[[ EXERCISE TEXT, beginning ]]

From Simple to Complex?

From Simple to Complex?

Every form of life contains about 80% water, because the first living cells originated in water. The complex molecules that characterize living organisms are made up of simpler molecules that constitute the basic building blocks of life:

  • Simple sugars, the cell’s preferred energy source, are stored in long chains of complex sugars.
  • Fatty acids are the molecules from which cell membranes are made.
  • Proteins, which form the structure of cells and promote certain essential chemical reactions, are composed of chains of 20 different smaller molecules called amino acids. These protein chains can be several hundred amino acids long, and are twisted together in a unique way that gives that protein its function.
  • The genetic material in each cell contains the coded instructions for all of its components. It is the only part of the cell that can replicate itself. The basic building blocks for this genetic material are called nucleotides.
  • The long chains of DNA are combinations of only two different nitrogenous nucleotide base-pairs.

Living organisms are made up of the same molecules that compose non-living matter. In organic molecules these components are often arranged circularly, like pentagons or hexagons. If so, they additionally contain information stored within the electrons running through these circuits.

[[ EXERCISE TEXT, end ]]
[[ DATASET ENTRIES, beginning ]]

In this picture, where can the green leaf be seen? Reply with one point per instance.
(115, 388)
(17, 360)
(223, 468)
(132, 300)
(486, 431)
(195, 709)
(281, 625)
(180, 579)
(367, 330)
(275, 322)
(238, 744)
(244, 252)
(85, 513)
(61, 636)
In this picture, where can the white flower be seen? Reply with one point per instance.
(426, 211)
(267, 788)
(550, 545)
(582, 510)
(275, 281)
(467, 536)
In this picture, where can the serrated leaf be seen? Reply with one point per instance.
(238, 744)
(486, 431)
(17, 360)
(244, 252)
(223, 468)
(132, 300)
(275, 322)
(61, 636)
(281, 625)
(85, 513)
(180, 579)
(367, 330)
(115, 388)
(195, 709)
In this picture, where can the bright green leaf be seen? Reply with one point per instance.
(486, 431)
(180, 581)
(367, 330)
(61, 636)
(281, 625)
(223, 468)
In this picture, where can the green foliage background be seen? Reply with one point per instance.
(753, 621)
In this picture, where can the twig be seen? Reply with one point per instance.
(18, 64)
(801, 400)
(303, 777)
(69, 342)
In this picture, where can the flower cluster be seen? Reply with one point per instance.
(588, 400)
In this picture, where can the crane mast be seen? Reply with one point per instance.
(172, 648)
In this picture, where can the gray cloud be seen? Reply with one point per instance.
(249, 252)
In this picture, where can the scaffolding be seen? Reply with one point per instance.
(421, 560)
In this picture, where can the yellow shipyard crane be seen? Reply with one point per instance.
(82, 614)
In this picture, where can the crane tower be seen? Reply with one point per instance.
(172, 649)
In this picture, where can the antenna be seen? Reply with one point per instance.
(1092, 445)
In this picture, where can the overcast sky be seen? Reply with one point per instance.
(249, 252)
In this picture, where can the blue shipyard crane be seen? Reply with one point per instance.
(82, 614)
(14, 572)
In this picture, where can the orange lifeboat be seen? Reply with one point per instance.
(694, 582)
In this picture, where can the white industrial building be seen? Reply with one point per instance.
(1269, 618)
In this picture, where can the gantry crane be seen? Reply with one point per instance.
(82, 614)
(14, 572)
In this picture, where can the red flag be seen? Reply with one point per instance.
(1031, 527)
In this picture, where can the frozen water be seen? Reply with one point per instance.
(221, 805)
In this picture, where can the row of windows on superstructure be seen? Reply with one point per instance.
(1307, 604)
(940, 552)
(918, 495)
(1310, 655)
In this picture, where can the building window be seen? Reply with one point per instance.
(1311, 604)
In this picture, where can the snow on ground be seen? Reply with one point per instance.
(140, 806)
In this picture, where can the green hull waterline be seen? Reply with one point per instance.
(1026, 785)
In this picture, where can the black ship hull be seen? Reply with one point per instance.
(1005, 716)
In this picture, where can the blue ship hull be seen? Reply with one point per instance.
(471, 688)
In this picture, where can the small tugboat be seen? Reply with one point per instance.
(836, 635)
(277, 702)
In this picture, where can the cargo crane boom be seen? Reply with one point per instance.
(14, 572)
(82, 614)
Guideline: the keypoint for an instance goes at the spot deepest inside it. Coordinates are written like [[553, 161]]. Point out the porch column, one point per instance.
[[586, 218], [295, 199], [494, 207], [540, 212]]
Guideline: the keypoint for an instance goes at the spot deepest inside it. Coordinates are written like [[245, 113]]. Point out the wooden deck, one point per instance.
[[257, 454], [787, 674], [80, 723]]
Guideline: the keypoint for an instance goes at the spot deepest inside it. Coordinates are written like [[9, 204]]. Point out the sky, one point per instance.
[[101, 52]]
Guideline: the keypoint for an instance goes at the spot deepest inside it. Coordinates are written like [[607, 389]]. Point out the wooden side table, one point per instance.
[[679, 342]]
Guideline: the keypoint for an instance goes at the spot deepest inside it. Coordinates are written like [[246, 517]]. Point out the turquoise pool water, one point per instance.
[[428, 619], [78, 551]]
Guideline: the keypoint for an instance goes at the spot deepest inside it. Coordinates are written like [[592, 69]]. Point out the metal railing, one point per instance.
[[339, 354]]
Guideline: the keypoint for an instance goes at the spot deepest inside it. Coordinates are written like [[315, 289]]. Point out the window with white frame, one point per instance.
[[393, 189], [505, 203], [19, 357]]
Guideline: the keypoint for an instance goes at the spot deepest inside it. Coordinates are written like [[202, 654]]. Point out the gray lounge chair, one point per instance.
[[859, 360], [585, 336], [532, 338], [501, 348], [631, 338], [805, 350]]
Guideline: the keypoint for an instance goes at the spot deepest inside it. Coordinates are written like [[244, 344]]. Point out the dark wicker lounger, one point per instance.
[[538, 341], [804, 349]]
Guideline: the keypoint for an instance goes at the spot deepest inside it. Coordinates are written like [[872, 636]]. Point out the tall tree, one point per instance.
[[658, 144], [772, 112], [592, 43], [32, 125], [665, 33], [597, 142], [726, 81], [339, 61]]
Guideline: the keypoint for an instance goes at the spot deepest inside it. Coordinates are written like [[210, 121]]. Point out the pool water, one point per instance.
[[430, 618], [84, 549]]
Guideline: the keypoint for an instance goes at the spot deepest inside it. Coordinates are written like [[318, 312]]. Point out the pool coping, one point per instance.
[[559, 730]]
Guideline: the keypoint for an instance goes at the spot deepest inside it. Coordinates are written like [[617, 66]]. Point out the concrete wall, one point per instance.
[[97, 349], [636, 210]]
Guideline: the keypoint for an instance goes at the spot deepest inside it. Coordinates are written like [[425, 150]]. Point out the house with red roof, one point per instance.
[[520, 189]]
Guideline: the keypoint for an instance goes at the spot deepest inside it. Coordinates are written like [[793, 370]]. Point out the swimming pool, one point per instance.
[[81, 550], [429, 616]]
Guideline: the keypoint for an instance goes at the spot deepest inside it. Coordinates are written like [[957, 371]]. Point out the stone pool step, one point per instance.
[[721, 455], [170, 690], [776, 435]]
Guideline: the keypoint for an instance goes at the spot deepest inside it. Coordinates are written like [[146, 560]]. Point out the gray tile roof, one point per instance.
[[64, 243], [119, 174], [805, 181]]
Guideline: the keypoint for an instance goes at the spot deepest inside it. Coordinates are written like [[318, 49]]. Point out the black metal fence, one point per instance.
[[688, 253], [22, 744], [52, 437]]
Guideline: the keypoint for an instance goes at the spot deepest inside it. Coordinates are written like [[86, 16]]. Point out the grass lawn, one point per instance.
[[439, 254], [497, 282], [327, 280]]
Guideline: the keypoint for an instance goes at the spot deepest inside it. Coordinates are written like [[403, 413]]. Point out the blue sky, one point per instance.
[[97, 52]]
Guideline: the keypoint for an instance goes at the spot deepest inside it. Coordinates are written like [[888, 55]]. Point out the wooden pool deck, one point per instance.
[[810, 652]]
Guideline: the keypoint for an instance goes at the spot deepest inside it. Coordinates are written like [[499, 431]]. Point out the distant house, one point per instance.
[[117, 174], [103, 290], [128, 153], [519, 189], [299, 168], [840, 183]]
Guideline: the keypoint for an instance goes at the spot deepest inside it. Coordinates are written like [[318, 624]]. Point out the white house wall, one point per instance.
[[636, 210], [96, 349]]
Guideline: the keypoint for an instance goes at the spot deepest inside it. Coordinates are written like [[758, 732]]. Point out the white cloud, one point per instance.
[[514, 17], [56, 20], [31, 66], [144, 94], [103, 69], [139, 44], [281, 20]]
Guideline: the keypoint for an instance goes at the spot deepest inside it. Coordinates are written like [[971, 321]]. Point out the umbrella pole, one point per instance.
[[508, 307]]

[[ DATASET ENTRIES, end ]]

-- WORK REQUEST A --
In the passage on life's building blocks, what are protein chains composed of?
-- WORK REQUEST B --
Please proceed with the passage on life's building blocks, writing on from its final sentence.
The data stand apart from the passage on life's building blocks.

-- ANSWER A --
Chains of 20 different smaller molecules called amino acids.

-- ANSWER B --
They mostly contain the basic elements such as carbon, oxygen, hydrogen and nitrogen atoms. Appreciable amounts of calcium, phosphorus, potassium, magnesium, sulfur, and sodium can sometimes be found.


B                         Z                         A

B-DNA: the right-handed typical form of DNA in which the strands twist up and to the right. It has about 10 base pairs per helical turn and two helices on its surface, rotating individually at 36°.

Z-DNA: the left-handed unstable, uncommon form of DNA in which the strands twist up and to the left. It has about 12 base pairs per helical turn and two helices on its surface, rotating as pairs at 60°.

A-DNA: a wider right-handed spiral, with a shallow, wide minor groove and a narrower, deeper major groove. The A form may be produced in hybrid pairings of DNA and RNA strands in a cell, as well as in enzyme-DNA complexes.

C-DNA: a single stranded form of DNA artificially synthesized from a messenger RNA template and used in genetic engineering to produce gene clones.

Segments of DNA where the bases have been chemically modified by methylation may undergo a larger change in conformation and adopt the Z or one of the 20+ other forms.